
      • That sounds great, Max. Btw, sorry to post the same comment twice. The first one didn’t show up for a couple of days. I thought I’d pushed the wrong button or something so revised and resubmitted the above. Thanks for answering, and I’ll be looking forward to your follow up.

  4. Frankly, I think that the rapidly expanding of the Internet of Things will put many modelers out of business, provide real time consumption info and deliver even greater energy efficiencies. The IOT will also make the smart into an Einstein grid.

    However, we need to stop the silo-think and evolve into thinking about the bigger issues of combining energy, environment, huge supplies of wireless broadband, big data, big technology and non-partisan, light handed policy making on state and federal levels. After all, the government regulatory agencies are 5 years behind the industries they regulator.

    Historically, micro-managing of markets and issues have never really worked and the future has never been predictable, with the last 15 years being almost unimaginable, both in how fast things it have changed in some ways and how wrong the forecasts have been in other ways.

  5. Though expensive to use Big Energy data.(SMART) meters provide incredible details that can be manipulated to produce estimates with less uncertainty surrounding them. One may consider investing rate payers millions providing rebates on these detail taking meters in more houses. The same big data may reveal to a larger extent what drives differences in the spending on these programs across households and reduce the effects bundled into the spill over effect. It may also be used to reveal the latent reasons behind “keeping up with neighbors” buyers as well as the economic reason hiding behind “severe winter” purchase. Investment into big data collection, though expensive, can give life to the aging 1950 regressions.

  6. Max,
    Naïve question: Why does my utility pay me to save energy?
    Naïve economist’s answer: Suppose that the supply curve of generation is upward sloping (cheapest sources are used first). If new demand is met by new generation, then the utility will get a rate increase. Inasmuch as the PUC is enjoined to promote the public interest, it should incentivize least cost expansion of capacity, including the virtual capacity created by energy-saving technology. So the PUC should add the virtual and actual supply curves and grant rate increases according to the aggregate least (social) cost supply curve, regardless of how the utility actually meets its demand.
    But is there any reason to believe that this is what the PUC is shooting for? And if it’s not, what is the point of estimating bits and pieces of the virtual supply curve, regardless of whether said estimates are made by regressionistas or randomistas? Could economics be the first fish in the Larson cartoon?

• Record set:
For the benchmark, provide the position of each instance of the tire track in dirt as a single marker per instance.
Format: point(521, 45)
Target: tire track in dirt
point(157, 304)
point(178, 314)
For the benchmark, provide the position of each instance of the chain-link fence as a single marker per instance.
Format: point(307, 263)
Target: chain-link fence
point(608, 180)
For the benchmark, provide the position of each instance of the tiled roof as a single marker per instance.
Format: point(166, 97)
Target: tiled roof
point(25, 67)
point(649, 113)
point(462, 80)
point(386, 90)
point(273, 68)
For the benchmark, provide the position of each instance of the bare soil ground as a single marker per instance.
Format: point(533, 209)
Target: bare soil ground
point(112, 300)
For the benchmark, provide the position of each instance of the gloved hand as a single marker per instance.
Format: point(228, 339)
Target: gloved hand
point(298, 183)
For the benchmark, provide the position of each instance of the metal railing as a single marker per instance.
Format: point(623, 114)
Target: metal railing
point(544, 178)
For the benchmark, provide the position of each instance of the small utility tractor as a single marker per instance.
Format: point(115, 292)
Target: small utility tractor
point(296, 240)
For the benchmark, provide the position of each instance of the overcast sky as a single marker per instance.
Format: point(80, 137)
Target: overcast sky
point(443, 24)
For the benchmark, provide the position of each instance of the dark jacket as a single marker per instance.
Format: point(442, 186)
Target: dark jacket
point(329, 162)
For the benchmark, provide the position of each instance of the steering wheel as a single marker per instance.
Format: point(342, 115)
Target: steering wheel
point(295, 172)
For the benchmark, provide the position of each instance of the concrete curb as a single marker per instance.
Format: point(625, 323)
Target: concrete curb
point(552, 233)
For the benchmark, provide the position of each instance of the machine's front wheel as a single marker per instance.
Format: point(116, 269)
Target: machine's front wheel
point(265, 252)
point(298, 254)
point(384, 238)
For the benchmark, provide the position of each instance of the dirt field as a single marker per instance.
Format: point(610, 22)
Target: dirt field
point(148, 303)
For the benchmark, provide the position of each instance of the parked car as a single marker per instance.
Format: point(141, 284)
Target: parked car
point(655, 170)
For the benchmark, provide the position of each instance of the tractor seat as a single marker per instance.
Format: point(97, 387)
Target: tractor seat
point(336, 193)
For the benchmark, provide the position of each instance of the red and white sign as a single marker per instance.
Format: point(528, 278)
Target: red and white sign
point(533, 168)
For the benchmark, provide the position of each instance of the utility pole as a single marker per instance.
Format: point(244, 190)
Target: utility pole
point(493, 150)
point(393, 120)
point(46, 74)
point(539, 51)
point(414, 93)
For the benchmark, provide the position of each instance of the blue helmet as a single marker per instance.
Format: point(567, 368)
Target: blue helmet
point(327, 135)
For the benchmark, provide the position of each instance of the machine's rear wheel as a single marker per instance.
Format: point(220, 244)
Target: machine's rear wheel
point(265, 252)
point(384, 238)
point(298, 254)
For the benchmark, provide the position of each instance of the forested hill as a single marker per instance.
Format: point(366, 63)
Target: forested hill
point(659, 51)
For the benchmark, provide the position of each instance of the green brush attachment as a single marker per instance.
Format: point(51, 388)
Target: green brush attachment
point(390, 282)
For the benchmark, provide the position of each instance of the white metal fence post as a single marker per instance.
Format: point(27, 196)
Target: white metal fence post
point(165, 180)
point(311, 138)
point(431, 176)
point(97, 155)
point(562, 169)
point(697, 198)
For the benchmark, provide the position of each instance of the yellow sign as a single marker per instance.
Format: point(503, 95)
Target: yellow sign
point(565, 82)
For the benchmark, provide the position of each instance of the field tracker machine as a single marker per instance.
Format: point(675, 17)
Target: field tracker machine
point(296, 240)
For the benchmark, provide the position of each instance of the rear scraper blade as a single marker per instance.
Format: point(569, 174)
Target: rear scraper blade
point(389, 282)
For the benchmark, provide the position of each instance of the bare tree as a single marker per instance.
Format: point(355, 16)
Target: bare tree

• Complete the following:
1. Could you transcribe the energy-efficiency comment thread, everything from "Historically, micro-managing of" down to "in other ways."?
2. In the energy-efficiency comment thread, which issues does the comment about the Internet of Things say we should think about combining?

• Solutions in order:
1.
Historically, micro-managing of markets and issues have never really worked and the future has never been predictable, with the last 15 years being almost unimaginable, both in how fast things it have changed in some ways and how wrong the forecasts have been in other ways.

2.
- energy
- environment
- huge supplies of wireless broadband
- big data
- big technology
- non-partisan, light handed policy making on state and federal levels